__Requirement__.
Take the line that contains "In the picture above, where can the white" as the first line and the final line of the records as the last; return exactly those lines and the lines between.

__Dataset entries__.
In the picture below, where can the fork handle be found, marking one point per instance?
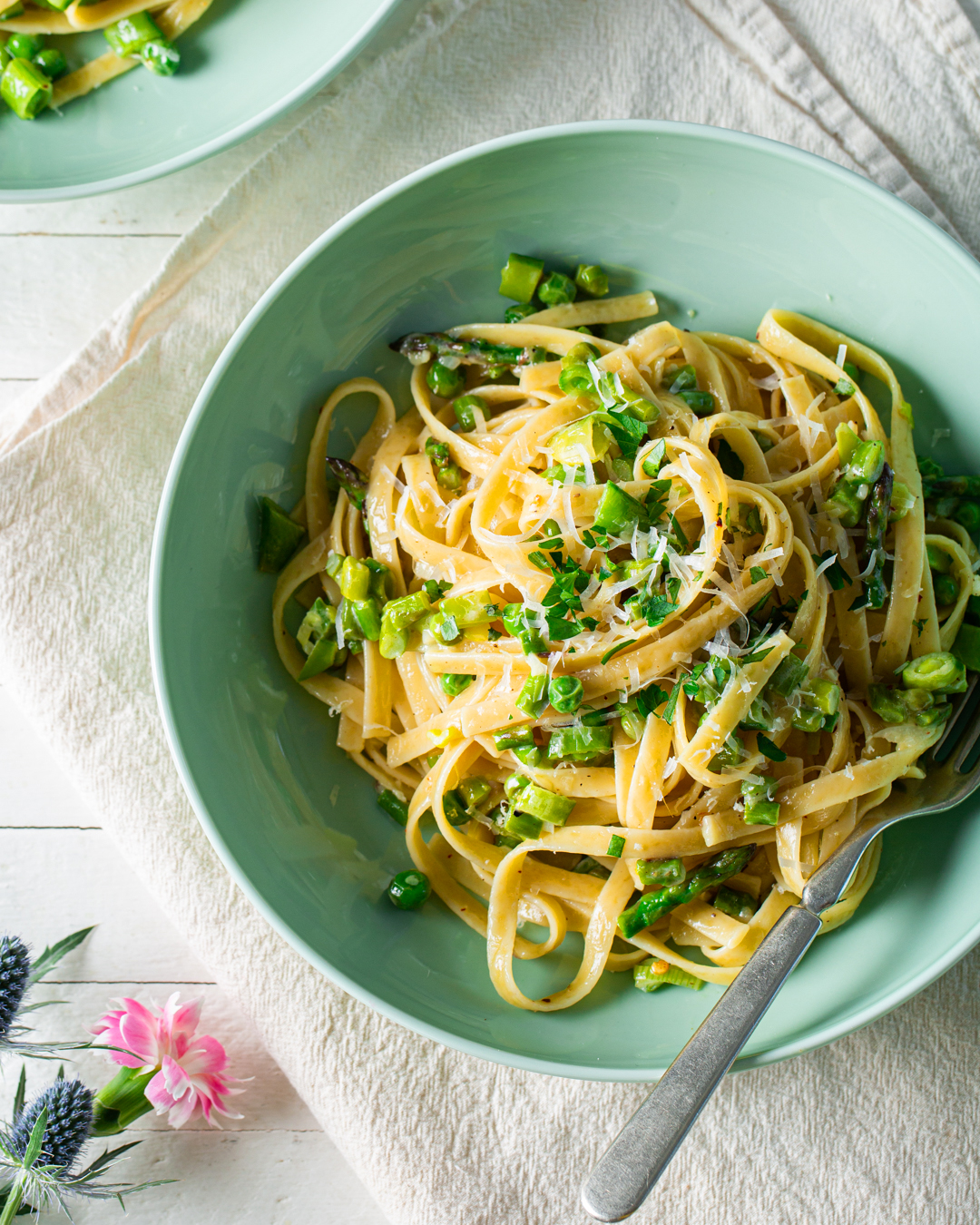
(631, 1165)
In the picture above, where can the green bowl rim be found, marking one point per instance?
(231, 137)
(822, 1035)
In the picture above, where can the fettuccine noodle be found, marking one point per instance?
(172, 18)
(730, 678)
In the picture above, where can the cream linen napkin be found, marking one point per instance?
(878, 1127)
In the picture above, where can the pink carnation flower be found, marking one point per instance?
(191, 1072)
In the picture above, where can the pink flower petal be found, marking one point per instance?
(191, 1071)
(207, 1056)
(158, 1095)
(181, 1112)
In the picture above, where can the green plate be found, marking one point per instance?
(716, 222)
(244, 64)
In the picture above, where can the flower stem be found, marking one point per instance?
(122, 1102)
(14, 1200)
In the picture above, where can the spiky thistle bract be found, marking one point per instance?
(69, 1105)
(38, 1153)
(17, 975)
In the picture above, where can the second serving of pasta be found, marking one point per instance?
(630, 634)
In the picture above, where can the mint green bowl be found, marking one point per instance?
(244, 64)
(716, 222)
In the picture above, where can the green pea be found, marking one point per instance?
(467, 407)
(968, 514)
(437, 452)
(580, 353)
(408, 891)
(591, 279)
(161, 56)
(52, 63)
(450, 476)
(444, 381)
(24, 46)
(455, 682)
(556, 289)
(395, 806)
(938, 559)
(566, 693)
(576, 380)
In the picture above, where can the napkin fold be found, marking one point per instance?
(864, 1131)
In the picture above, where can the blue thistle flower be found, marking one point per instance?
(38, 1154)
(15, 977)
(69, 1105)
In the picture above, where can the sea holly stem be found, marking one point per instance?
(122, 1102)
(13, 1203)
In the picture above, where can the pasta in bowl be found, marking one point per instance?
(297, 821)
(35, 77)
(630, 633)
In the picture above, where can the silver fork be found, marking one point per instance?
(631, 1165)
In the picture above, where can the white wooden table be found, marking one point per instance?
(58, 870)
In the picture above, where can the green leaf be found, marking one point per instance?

__Solution for this problem__.
In the picture above, where can the white wooden table be found, marking one point per instance?
(58, 870)
In the picture above, where can the green leaf be found, marking one point per instance?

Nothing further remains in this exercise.